Article
++++++++++++++++++++

Haylet Atwell as Margaret Schlegel in HBO Howards End (scripted Kenneth Lonergan)
Anthony Hopkins as Mr Stevens and Emma Thompson as Miss Kenton in 1993 Remains of the Day (scripted by Harold Pinter, then revised Merchant-Ivory-Jhabvala, 1993)
For a course at the Oscher LifeLong Learning Institute at American University
Days: Monday mornings, 11:45 am to 1:15 pm,
June 7 to 28,
4 sessions online, zoom meeting style (location of building: 4801 Massachusetts Ave, NW) 20016
Dr Ellen Moody
Peppard Cottage used for Howards End in M-I-J 1993 (here it is not photographed in prettying up light) – the house in the novel is Rooksnest which Forster and his mother lived in for many years
Dyrham Park (South Gloucester) used for Darlington Hall in 1993 Remains of the Day
Description of Course: SG 1620 Summer 2021 Two novels of longing at two ends of an Imperialist century
The class will read as a diptych E.M. Forster’s Howards End (1910) and Kazuo Ishiguro’s The Remains of the Day (1989). Both examine class, race, war, fascism and colonialism; family, sex, and property relationships from the “empire’s center,” England, from a post-colonial POV. The core center of both novels is the human needs of their characters against capitalist, gender- and class-based backgrounds. I urge people see on their own either or both the 1992 Merchant-Ivory-Jhabvala film Howards End (w/Thompson & Hopkins) and 2015 HBO serial, Howards End (Kenneth Lonergan w/Atwell & Macfayden); and the 1993 Merchant-Ivory-Jhabvala film The Remains of the Day (also w/Thompson & Hopkins). We can ask how ironic romances can teach us fundamental lessons about how to survive and thrive in today’s worlds.
Required Texts:
E. M. Forster, Howards End, ed Abinger Edition, introd, notes David Lodge. London: Penguin, 2000. ISBN 978-0-14-118231-1
Kazuo Ishiguro, The Remains of the Day. NY: Knopf, 1989; or Vintage International, 1990. ISBN 978-06-7973172-1
There are readily available relatively inexpensive MP3CD sets of the Howards End read by Nadia May (Blackstone) and Remains of the Day by Simon Prebble (Tantor). Both are superb. A more expensive CD audio of Howards End by Colleen Prendergast. All unabridged.
All three movies (films? streaming videos?) are available on Amazon prime (small price for viewing or none at all).

++++++++++++++++++++

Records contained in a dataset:
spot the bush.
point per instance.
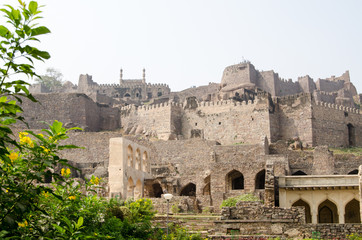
(231, 202)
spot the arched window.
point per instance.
(299, 173)
(138, 159)
(327, 212)
(138, 190)
(156, 190)
(351, 135)
(308, 216)
(189, 190)
(353, 172)
(130, 188)
(352, 212)
(145, 162)
(234, 180)
(260, 180)
(130, 156)
(206, 190)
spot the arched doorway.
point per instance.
(130, 188)
(260, 180)
(353, 172)
(206, 190)
(130, 156)
(138, 159)
(299, 173)
(138, 190)
(327, 212)
(189, 190)
(144, 161)
(352, 212)
(351, 135)
(308, 216)
(234, 180)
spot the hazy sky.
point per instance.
(190, 42)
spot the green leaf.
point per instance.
(4, 32)
(39, 31)
(33, 6)
(79, 223)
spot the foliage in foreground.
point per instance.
(231, 202)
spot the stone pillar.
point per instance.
(323, 163)
(269, 197)
(360, 189)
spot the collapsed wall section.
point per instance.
(156, 120)
(295, 117)
(228, 122)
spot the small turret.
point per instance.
(144, 76)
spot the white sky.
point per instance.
(190, 42)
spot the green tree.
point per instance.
(51, 79)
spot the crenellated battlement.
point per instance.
(338, 107)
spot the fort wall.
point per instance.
(228, 121)
(331, 125)
(295, 117)
(73, 109)
(152, 120)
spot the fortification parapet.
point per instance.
(338, 107)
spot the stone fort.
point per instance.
(253, 132)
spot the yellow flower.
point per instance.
(46, 194)
(65, 172)
(23, 224)
(95, 180)
(13, 156)
(26, 140)
(22, 134)
(71, 197)
(46, 150)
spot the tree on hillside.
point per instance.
(52, 78)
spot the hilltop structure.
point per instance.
(252, 133)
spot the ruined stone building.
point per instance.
(252, 133)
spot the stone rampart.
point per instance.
(336, 125)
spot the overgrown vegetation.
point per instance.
(231, 202)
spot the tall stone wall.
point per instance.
(330, 125)
(73, 109)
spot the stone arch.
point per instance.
(188, 190)
(130, 188)
(138, 190)
(129, 156)
(234, 180)
(156, 190)
(327, 212)
(351, 135)
(207, 188)
(159, 92)
(353, 172)
(299, 173)
(260, 180)
(301, 202)
(144, 161)
(138, 159)
(352, 212)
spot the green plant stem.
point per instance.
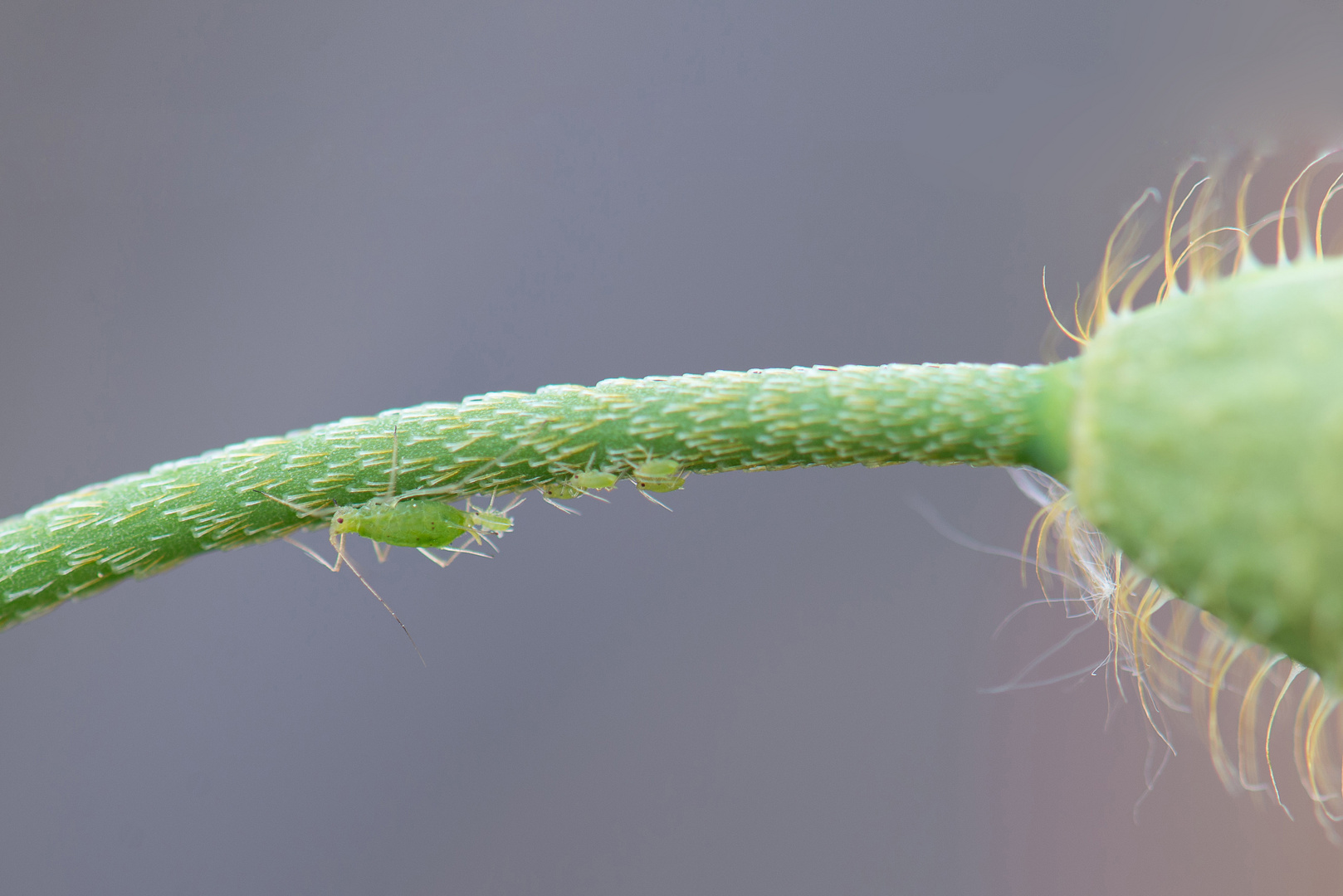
(504, 442)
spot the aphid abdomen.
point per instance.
(406, 524)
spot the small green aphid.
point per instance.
(579, 484)
(408, 520)
(658, 476)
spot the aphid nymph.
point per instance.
(658, 476)
(408, 520)
(582, 483)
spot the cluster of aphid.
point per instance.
(426, 523)
(650, 476)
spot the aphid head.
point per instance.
(344, 520)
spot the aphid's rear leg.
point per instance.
(556, 504)
(654, 500)
(456, 553)
(340, 555)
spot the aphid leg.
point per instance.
(654, 500)
(556, 504)
(454, 553)
(340, 555)
(339, 543)
(310, 553)
(391, 479)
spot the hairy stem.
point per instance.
(501, 442)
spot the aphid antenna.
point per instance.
(654, 500)
(319, 514)
(335, 567)
(456, 553)
(556, 504)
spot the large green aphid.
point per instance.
(1202, 436)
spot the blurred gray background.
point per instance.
(230, 219)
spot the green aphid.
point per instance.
(578, 485)
(593, 480)
(658, 476)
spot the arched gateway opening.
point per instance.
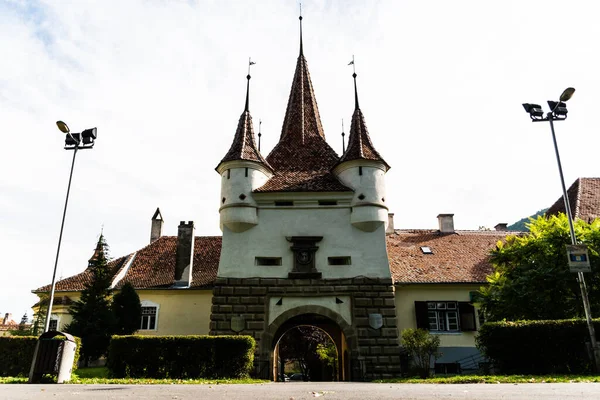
(332, 324)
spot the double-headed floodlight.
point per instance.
(558, 112)
(73, 141)
(558, 109)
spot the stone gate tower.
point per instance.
(304, 239)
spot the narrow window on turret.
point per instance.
(327, 203)
(339, 261)
(267, 261)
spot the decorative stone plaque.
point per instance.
(375, 321)
(238, 324)
(304, 248)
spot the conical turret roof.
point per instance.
(244, 145)
(360, 146)
(302, 160)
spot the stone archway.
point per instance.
(340, 331)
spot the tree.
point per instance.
(531, 278)
(127, 310)
(93, 320)
(40, 317)
(423, 347)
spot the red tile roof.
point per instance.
(77, 282)
(584, 199)
(302, 159)
(360, 146)
(459, 257)
(154, 266)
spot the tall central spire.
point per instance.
(302, 160)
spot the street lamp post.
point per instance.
(73, 141)
(559, 113)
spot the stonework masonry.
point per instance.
(374, 353)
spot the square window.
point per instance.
(148, 318)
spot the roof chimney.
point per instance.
(184, 261)
(446, 222)
(390, 228)
(156, 230)
(502, 226)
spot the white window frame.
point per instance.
(148, 303)
(441, 314)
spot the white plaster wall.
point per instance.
(238, 183)
(329, 302)
(268, 239)
(371, 184)
(243, 216)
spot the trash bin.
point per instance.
(53, 356)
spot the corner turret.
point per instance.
(363, 169)
(242, 170)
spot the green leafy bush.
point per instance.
(422, 347)
(537, 347)
(181, 357)
(16, 354)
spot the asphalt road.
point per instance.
(306, 390)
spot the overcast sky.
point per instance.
(440, 84)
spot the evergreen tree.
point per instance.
(531, 277)
(93, 319)
(40, 317)
(127, 309)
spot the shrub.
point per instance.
(181, 357)
(16, 354)
(422, 347)
(537, 347)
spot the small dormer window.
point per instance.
(426, 250)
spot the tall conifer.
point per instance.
(93, 319)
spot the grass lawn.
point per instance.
(100, 375)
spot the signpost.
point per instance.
(579, 260)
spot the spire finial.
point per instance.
(343, 138)
(300, 18)
(250, 62)
(259, 134)
(354, 76)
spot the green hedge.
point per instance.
(537, 347)
(16, 354)
(181, 357)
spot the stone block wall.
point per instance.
(374, 353)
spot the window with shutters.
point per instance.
(445, 316)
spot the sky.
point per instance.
(440, 84)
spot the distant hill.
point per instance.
(520, 224)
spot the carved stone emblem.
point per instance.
(375, 321)
(238, 324)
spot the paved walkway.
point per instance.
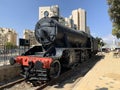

++++++++++++++++++++

Your tasks
1) Write out the passage of the course description starting at "Haylet Atwell as" and ending at "revised Merchant-Ivory-Jhabvala, 1993)".
2) Continue the course description on Howards End and The Remains of the Day from the point where it stops.

Answers below
1)
Haylet Atwell as Margaret Schlegel in HBO Howards End (scripted Kenneth Lonergan)
Anthony Hopkins as Mr Stevens and Emma Thompson as Miss Kenton in 1993 Remains of the Day (scripted by Harold Pinter, then revised Merchant-Ivory-Jhabvala, 1993)

2)
Format: The class will be a mix of informal lecture and group discussion.
June 7: Introduction: Forster, his life & other writing, Bloomsbury (kept short), Forster’s Howards End
June 14: Howards End and the 2 film adaptations
June 21: Transition from Howards End to The Remains of the Day
June 28: The Remains of the Day, the one film adaptation, and if time permits Ishiguro’s other novels (esp. A Pale View of the Hills, Never Let Me Go, When We Were Orphans) & 2 films made from Ishiguro’s books beyond what’s cited above, viz., The White Countess (Ishiguro wrote the screenplay) and Never Let Me Go.
Emma Thompson seen from afar as Miss Kenton, walking as much in the corridors of Mr Stevens’ mind as those of Darlington Hall (she also plays Margaret Schlegel in the 1993 Howards End)
Helena Bonham Carter as Helen Schlegel (the younger sister, a Marianne Dashwood type) (1993 Howards End)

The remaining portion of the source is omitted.